## Your tasks
1: From the forum thread, quote the passage that begins at the words "Well I apologize" and stops after "advice and thoughts.", copied word for word.
2: According to the forum thread, how long has Jairus been married?

## Extract to read
■ ■ ■ ■ ■
# Maybe my most important question ever...



## Jairus (Dec 13, 2009)

Hello folks. I struggled with this question and even where to post it. My apologies if its in the wrong place.
I will try to be brief. I believe this to be of critical importance to my soul, so I hope those of you who know the Lord well, will respond.
I have been a "Christian" for over 20 years now. I have put Christian in quotation marks because I am troubled and concerned if that truly is so. I have been married now for 20 years. My wife and I are at best, un-evenly yolked. That hasn't helped my walk, but that's not much of an excuse. You see, I look back and feel like I haven't changed much at all in all this time. In fact I have had terrible runs of backsliding into ugly sin's for prolonged periods. I have struggled to even spend time with the Lord. There is so much I could say, but time and your attention span deserves a break. I don't much buy the old Arminian argument for the carnal Christian. But that creates another complexity, at least for me...As a Calvinist, If I walked away from this conversation convinced that I was lost, what in the world could I do about it?
I can say this, I never seem to be able to walk away and shut the door on God. I also know its only by His Grace that I still breath today to post this. When in my 20 plus years spending time in Gods word, nothing has touched me the same. I just cant put it into words. There must be something going on!
Well I apologize for the choppy and erratic nature of this post, as its hard to gather your thoughts on such a topic as this and be systematic with them. I greatly look forward to reading your honest advice and thoughts.


----------



## rbcbob (Dec 14, 2009)

Jairus said:


> Hello folks. I struggled with this question and even where to post it. My apologies if its in the wrong place.
> I will try to be brief. I believe this to be of critical importance to my soul, so I hope those of you who know the Lord well, will respond.
■ ■ ■ ■ ■
## Entries provided
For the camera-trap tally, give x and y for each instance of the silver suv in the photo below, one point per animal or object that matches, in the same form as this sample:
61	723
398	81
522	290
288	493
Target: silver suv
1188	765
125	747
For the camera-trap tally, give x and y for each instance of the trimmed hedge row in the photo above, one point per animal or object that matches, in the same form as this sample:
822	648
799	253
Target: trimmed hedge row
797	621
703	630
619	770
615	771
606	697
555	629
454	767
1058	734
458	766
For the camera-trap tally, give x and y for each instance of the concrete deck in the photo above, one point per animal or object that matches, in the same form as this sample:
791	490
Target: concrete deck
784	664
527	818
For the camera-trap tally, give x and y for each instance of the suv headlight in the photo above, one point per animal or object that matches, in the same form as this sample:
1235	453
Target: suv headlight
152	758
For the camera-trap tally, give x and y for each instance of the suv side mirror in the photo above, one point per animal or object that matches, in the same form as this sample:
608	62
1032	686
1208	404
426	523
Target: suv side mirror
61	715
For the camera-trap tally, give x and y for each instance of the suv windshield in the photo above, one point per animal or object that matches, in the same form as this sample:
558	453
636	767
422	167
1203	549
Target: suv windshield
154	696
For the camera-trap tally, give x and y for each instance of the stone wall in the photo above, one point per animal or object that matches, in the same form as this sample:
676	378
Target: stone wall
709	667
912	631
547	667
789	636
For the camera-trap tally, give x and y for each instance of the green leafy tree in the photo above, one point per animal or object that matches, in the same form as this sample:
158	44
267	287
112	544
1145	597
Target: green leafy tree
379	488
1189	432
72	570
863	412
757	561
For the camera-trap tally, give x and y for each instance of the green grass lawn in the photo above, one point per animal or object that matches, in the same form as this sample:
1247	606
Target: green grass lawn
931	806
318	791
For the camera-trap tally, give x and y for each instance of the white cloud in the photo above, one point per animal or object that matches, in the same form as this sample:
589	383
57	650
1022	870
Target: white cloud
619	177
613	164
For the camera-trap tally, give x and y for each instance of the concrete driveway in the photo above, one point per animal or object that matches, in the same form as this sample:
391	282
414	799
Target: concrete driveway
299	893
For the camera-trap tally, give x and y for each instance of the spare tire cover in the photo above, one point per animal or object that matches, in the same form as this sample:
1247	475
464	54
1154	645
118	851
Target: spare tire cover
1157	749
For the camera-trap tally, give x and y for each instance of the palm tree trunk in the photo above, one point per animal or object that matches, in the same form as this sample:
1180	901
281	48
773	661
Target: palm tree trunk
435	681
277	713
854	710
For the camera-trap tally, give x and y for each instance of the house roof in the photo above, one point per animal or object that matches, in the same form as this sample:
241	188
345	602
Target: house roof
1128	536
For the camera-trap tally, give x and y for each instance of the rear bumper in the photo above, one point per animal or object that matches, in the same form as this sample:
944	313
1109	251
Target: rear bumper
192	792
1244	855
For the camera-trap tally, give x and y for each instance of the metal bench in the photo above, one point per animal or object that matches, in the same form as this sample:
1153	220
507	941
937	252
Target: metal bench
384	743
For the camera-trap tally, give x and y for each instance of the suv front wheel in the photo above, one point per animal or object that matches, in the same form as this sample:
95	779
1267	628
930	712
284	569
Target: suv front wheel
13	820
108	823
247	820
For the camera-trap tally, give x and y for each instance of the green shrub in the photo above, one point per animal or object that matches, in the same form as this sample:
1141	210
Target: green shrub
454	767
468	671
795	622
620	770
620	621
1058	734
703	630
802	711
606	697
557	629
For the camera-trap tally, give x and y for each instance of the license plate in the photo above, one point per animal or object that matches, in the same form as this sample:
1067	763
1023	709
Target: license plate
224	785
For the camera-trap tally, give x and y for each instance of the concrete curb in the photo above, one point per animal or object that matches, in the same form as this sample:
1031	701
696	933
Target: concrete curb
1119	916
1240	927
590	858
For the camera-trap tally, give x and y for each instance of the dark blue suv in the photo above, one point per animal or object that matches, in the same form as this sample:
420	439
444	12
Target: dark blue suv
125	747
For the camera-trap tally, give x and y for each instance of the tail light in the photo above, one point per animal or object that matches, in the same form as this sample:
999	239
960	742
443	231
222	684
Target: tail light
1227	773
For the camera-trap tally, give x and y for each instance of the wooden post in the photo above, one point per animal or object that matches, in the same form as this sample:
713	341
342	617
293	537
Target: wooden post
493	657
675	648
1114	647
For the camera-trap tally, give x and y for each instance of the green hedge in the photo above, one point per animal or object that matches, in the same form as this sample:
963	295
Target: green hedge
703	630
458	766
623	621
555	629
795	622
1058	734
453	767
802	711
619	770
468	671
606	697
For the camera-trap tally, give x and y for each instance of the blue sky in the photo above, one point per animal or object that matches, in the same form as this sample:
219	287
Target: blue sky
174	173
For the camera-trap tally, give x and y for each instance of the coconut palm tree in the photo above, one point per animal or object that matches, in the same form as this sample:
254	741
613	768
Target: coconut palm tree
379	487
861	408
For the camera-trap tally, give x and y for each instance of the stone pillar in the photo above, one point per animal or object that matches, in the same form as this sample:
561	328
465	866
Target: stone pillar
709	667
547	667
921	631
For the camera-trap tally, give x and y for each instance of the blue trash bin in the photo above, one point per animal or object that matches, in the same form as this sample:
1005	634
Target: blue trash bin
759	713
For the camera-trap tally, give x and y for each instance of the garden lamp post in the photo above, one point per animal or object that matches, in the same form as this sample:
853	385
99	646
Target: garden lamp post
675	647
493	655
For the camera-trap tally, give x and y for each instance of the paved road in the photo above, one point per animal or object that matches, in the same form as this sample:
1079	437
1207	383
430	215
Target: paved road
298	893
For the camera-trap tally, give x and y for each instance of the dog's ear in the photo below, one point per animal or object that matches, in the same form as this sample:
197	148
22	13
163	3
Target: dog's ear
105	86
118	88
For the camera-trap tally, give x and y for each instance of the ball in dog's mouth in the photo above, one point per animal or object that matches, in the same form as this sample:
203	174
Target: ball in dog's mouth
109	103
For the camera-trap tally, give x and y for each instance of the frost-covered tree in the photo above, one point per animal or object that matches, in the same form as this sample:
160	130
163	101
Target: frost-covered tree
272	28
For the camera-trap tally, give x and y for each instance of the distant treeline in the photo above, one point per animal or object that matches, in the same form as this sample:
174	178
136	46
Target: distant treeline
■ ■ ■ ■ ■
## Expected results
1:
Well I apologize for the choppy and erratic nature of this post, as its hard to gather your thoughts on such a topic as this and be systematic with them. I greatly look forward to reading your honest advice and thoughts.

2: 20 years.